▶ Problem details
Collect every line in the records below that contains the string "pole", and list them in the order they appear.

▶ Available records

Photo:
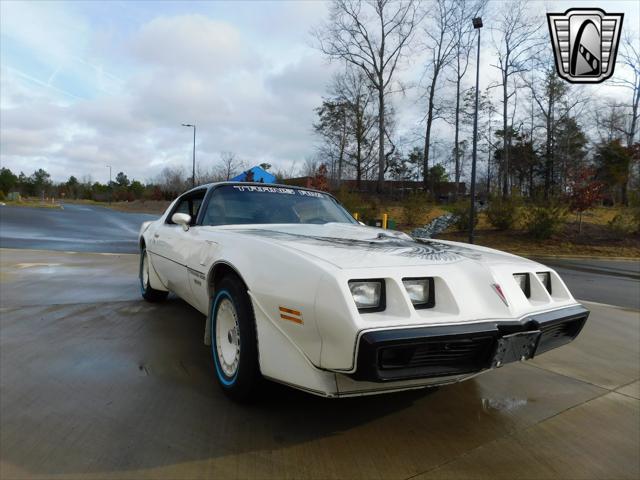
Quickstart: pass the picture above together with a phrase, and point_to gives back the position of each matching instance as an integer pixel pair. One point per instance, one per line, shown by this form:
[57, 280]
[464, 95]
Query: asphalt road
[614, 282]
[77, 228]
[81, 228]
[95, 383]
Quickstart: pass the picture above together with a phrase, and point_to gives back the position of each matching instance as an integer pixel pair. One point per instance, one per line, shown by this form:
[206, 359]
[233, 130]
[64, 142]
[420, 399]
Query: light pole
[477, 24]
[193, 176]
[110, 186]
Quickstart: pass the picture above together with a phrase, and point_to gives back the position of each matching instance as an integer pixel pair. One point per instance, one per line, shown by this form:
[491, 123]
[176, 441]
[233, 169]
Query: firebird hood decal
[382, 243]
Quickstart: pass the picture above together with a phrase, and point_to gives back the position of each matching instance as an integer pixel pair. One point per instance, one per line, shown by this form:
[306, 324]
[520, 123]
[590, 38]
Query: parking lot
[96, 383]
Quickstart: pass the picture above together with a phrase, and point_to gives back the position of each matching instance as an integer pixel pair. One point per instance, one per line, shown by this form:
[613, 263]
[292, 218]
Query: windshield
[249, 204]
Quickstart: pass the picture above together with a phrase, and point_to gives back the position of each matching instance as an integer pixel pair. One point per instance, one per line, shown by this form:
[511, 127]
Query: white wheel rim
[227, 337]
[145, 270]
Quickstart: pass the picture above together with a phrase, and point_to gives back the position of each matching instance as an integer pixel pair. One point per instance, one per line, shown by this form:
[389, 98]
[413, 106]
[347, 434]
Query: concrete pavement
[78, 228]
[96, 383]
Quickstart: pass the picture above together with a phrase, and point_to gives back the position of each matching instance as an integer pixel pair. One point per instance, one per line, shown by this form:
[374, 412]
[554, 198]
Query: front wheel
[148, 293]
[233, 340]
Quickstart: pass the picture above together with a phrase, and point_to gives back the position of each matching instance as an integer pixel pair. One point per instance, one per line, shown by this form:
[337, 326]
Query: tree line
[167, 185]
[537, 134]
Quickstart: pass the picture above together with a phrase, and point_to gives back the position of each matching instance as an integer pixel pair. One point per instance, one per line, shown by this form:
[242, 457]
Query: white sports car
[297, 291]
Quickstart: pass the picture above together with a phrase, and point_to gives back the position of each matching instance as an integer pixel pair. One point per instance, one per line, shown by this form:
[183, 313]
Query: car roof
[256, 184]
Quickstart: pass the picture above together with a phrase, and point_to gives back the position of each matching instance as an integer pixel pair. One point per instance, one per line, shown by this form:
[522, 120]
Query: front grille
[439, 357]
[559, 333]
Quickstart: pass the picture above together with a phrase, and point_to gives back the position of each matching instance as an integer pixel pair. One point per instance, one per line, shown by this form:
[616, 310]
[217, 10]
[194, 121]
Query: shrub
[501, 213]
[543, 221]
[461, 211]
[414, 207]
[626, 222]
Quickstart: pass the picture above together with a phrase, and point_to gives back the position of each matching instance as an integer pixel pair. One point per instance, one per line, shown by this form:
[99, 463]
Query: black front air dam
[439, 351]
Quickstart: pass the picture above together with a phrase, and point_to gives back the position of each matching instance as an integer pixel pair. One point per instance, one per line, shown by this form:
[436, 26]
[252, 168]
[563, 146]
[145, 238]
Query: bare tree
[442, 43]
[229, 165]
[346, 123]
[372, 36]
[630, 56]
[515, 45]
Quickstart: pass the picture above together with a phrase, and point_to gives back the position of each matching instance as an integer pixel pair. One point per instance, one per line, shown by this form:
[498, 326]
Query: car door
[171, 244]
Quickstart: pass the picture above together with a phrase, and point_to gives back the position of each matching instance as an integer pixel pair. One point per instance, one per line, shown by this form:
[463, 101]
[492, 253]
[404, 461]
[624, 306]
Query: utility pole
[110, 185]
[193, 175]
[477, 24]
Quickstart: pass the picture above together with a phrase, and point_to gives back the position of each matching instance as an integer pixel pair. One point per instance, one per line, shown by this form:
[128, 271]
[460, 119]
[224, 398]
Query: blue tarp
[259, 175]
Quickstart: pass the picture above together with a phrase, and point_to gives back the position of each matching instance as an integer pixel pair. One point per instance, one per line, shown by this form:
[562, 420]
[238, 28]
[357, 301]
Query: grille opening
[439, 357]
[557, 334]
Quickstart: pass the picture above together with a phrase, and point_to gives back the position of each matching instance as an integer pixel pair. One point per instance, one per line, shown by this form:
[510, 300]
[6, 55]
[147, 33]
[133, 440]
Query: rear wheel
[233, 340]
[148, 293]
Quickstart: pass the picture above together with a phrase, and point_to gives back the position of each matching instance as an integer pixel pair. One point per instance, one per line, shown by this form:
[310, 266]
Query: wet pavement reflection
[96, 383]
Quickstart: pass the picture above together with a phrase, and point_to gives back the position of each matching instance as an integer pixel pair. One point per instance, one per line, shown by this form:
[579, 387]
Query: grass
[595, 240]
[135, 206]
[31, 202]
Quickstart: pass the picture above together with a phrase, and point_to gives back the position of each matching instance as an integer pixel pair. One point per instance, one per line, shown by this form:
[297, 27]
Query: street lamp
[110, 186]
[477, 24]
[193, 176]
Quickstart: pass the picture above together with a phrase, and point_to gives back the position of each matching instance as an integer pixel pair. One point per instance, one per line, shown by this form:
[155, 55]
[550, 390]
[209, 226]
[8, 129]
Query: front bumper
[440, 351]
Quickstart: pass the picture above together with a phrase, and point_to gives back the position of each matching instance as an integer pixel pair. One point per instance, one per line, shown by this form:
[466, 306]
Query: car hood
[356, 246]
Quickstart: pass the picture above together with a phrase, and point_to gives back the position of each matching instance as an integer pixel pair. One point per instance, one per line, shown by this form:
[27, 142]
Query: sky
[87, 84]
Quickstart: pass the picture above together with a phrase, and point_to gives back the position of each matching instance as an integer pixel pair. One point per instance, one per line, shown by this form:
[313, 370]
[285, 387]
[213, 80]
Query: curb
[577, 257]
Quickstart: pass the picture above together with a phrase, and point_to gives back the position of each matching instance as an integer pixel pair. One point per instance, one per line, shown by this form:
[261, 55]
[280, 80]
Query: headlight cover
[420, 291]
[545, 278]
[523, 282]
[368, 294]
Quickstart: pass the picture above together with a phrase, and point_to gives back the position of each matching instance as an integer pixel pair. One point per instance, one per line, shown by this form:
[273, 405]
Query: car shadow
[131, 386]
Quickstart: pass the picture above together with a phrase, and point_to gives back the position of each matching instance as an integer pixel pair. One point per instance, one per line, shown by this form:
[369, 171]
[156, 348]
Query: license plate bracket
[516, 347]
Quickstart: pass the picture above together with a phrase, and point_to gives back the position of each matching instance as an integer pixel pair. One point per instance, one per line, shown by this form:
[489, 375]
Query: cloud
[192, 43]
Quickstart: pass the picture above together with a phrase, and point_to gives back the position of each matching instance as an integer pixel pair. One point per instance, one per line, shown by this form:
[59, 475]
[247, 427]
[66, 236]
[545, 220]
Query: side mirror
[181, 219]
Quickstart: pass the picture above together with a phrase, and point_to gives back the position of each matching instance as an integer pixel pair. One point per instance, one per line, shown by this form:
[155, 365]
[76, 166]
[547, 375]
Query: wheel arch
[217, 272]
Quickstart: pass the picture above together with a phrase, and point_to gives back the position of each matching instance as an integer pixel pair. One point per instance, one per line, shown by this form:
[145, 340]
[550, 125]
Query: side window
[189, 204]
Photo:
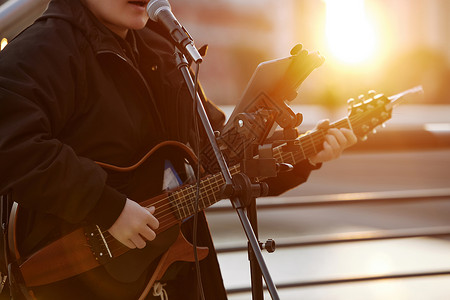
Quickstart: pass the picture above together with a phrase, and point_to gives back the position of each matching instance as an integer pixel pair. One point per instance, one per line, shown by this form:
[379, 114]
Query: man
[94, 81]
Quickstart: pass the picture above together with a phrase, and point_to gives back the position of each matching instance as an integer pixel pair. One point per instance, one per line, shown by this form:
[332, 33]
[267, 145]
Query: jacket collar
[73, 11]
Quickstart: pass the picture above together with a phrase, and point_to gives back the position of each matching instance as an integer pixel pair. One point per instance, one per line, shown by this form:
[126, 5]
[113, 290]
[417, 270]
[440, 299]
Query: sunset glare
[350, 34]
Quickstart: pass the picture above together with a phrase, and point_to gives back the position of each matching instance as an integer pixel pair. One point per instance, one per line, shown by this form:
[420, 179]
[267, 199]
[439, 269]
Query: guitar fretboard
[210, 188]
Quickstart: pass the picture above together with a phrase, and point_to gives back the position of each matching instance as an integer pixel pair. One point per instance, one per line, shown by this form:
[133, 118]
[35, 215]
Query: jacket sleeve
[39, 84]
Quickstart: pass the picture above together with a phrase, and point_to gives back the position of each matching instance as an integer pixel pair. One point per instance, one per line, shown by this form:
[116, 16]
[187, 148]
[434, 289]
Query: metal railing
[349, 237]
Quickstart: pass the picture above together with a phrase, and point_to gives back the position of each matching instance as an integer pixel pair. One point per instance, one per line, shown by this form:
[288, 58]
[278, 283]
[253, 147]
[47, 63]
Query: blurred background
[374, 224]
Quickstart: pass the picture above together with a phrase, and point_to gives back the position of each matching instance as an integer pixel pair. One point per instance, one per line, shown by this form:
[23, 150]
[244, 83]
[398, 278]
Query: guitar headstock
[368, 112]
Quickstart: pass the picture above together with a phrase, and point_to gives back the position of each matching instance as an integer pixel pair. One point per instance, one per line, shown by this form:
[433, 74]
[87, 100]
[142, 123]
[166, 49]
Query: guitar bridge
[98, 244]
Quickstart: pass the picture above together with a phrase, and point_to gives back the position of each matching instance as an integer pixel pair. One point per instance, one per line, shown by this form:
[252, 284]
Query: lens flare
[350, 34]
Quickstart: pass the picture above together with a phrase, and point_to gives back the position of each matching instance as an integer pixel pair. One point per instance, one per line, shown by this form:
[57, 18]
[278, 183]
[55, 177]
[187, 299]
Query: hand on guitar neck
[336, 141]
[135, 225]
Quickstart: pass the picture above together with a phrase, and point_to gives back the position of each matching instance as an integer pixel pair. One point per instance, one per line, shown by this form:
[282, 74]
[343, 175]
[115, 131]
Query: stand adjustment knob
[269, 245]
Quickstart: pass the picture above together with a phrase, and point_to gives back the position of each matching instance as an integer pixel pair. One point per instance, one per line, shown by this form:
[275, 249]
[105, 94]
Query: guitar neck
[306, 145]
[210, 188]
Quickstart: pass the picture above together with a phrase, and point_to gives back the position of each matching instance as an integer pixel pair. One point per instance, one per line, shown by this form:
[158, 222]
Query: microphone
[160, 11]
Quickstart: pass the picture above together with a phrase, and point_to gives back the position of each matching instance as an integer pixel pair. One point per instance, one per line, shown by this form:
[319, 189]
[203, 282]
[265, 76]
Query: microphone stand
[238, 189]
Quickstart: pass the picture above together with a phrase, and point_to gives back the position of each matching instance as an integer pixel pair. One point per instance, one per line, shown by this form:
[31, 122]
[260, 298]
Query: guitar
[91, 246]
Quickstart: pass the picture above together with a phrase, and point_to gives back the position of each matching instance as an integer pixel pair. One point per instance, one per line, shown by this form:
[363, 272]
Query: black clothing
[73, 93]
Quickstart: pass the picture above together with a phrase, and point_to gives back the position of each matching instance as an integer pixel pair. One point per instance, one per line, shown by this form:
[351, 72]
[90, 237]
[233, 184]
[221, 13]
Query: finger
[152, 221]
[138, 241]
[333, 142]
[340, 137]
[151, 209]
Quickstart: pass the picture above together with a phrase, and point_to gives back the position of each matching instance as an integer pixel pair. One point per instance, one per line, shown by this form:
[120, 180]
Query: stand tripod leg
[256, 274]
[256, 249]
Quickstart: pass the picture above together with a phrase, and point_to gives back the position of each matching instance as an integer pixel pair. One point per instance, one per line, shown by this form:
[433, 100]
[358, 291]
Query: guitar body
[80, 258]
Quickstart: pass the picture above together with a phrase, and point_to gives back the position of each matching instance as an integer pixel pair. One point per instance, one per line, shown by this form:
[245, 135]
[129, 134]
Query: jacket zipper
[149, 93]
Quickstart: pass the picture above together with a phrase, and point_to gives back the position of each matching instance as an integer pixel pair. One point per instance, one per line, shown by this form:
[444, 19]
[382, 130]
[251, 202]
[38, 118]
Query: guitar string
[307, 146]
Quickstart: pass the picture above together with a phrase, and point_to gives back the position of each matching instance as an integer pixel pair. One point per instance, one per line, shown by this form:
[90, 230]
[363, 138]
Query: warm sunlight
[350, 34]
[3, 43]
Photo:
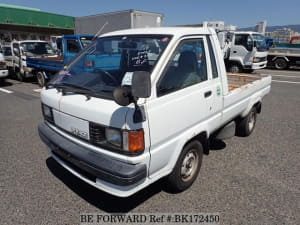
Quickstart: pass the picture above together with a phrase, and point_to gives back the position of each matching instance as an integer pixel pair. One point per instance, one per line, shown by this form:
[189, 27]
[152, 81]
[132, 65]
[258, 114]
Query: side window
[244, 40]
[16, 46]
[73, 46]
[59, 44]
[214, 68]
[186, 67]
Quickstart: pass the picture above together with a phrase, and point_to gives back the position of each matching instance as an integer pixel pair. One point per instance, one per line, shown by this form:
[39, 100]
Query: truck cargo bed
[237, 80]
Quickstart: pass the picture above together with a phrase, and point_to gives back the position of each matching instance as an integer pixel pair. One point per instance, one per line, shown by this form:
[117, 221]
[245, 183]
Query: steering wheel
[107, 74]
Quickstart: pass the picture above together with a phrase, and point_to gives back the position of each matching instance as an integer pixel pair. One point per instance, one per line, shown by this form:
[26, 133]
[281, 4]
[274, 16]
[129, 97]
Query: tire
[234, 68]
[41, 79]
[187, 167]
[246, 125]
[248, 70]
[280, 64]
[19, 76]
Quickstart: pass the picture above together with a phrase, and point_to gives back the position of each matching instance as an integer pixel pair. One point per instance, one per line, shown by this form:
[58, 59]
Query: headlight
[47, 112]
[256, 59]
[113, 136]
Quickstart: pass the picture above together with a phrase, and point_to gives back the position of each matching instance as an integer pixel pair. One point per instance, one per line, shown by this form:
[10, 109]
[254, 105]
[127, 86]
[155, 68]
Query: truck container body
[116, 21]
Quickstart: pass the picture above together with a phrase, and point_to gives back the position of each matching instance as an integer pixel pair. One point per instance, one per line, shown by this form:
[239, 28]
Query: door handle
[207, 94]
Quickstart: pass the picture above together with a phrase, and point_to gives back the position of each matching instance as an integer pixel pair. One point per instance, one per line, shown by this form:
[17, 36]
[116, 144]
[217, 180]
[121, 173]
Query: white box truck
[243, 50]
[142, 104]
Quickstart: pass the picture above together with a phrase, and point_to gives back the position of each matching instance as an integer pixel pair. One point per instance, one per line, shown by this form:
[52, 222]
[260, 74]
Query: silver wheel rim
[251, 121]
[189, 165]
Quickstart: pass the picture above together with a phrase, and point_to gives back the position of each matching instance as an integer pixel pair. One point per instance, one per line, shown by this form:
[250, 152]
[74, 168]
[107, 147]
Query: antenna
[96, 35]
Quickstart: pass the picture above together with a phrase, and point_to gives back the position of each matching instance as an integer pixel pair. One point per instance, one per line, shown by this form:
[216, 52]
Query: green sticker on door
[218, 91]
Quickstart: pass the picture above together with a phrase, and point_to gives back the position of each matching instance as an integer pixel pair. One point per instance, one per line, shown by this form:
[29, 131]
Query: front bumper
[3, 73]
[259, 65]
[87, 162]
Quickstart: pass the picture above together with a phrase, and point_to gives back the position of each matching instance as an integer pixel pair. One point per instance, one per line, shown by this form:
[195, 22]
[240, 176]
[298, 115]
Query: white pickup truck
[142, 104]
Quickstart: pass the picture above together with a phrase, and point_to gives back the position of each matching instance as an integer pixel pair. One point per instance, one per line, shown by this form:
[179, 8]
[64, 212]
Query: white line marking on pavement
[37, 90]
[6, 91]
[281, 75]
[285, 81]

▶ Worked answer
Query: light pole
Query: utility pole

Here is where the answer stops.